** start of SOURCE EXTRACT **
We offer a diverse range of technologies, including

Examples of materials utilized in the electronics and semiconductor industries

  • aluminum alloy

    Aluminum alloys are widely used in components for electronic equipment and semiconductor manufacturing as lightweight materials with excellent heat dissipation and workability. Typical applications include equipment housings, heat sinks, board mounting plates, equipment frames, and structural components for transport units. Due to its high thermal conductivity, aluminum can efficiently diffuse the heat generated by electronic components, leading to stable equipment operation. Another advantage is that it is suitable for a variety of machining processes, including cutting, sheet metal, and surface treatment, and has excellent appearance quality.

  • stainless steel

    Stainless steel is widely used as a material with excellent corrosion resistance, strength, and cleanliness in parts for electronic equipment and semiconductor manufacturing. In particular, it is resistant to rust even in environments where it is exposed to chemicals and moisture, and it is characterized by minimal deformation and corrosion even after long-term use. Major applications include equipment frames, covers, fixtures, and structural components for clean rooms. It is an important material that supports the stability and durability of precision equipment because of its high appearance quality that can be obtained by surface treatment and polishing, as well as its high rigidity and excellent precision retention.

  • engineering plastics

    Engineering plastics such as ABS, PC, and PBT are widely used in electronics and semiconductor manufacturing as materials with excellent insulation, heat resistance, and moldability. The characteristics of major engineering plastics are as follows ABS: With its excellent processability and cost balance, ABS is widely used in the manufacture of housing covers and connector parts. PC (polycarbonate): High impact resistance and transparency, suitable for manufacturing display windows and safety covers. PBT: With excellent heat and chemical resistance, PBT is used in the manufacture of insulating parts around terminals and connectors. These materials can be precision molded and are representative of materials for electronic device components because they can achieve both mass production and reliability.

In addition to this, we can handle all kinds of materials.

Key to success in manufacturing components for the electronics and semiconductor industries

Advanced processing technology

Advanced processing technology is essential for components for electronic devices and semiconductors, which require micron-level precision. For example, in the case of spacers for fixing circuit boards, heat sinks, and connector parts, dimensional errors and shape variations directly affect product performance. Therefore, it is important to ensure high machining accuracy and repeatability using precision machining technologies such as cutting, injection molding, and electrical discharge machining. It is also essential to establish a quality inspection system using 3D measuring machines and image inspection equipment.
** end of SOURCE EXTRACT **
** start of ENTRIES PROVIDED **
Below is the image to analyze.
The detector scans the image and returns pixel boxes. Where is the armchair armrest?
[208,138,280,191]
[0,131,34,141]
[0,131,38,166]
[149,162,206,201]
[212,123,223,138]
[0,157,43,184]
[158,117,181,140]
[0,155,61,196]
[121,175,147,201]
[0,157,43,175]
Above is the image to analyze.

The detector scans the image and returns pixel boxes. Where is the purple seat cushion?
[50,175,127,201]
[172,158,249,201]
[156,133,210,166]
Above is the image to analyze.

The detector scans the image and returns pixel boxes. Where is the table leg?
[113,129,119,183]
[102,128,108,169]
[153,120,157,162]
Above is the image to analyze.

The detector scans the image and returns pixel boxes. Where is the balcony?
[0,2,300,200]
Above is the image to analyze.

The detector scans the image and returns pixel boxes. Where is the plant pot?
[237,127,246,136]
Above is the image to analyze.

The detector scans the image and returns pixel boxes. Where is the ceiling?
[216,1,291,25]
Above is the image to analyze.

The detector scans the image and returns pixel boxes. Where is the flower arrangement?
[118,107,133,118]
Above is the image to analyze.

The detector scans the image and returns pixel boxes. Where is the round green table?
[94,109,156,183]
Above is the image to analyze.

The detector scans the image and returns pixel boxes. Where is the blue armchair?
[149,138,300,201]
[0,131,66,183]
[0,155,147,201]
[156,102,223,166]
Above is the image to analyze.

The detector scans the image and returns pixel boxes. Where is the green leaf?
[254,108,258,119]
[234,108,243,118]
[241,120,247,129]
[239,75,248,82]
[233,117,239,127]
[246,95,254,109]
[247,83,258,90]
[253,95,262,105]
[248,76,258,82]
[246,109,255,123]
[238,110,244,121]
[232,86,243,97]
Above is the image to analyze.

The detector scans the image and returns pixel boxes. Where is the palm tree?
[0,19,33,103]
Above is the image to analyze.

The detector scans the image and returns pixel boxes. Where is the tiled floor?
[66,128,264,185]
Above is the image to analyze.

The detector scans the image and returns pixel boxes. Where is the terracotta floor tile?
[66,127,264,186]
** end of ENTRIES PROVIDED **
* _PROBLEMS AND TASKS_
A) In the materials page, what properties does PBT have that lead to its use in insulating parts around terminals and connectors?
B) Write out the materials page word for word. Begin at the words "Engineering plastics such" and stop after "production and reliability.".

* _ANSWERS GIVEN_
A) PBT has excellent heat and chemical resistance.

B)
Engineering plastics such as ABS, PC, and PBT are widely used in electronics and semiconductor manufacturing as materials with excellent insulation, heat resistance, and moldability. The characteristics of major engineering plastics are as follows ABS: With its excellent processability and cost balance, ABS is widely used in the manufacture of housing covers and connector parts. PC (polycarbonate): High impact resistance and transparency, suitable for manufacturing display windows and safety covers. PBT: With excellent heat and chemical resistance, PBT is used in the manufacture of insulating parts around terminals and connectors. These materials can be precision molded and are representative of materials for electronic device components because they can achieve both mass production and reliability.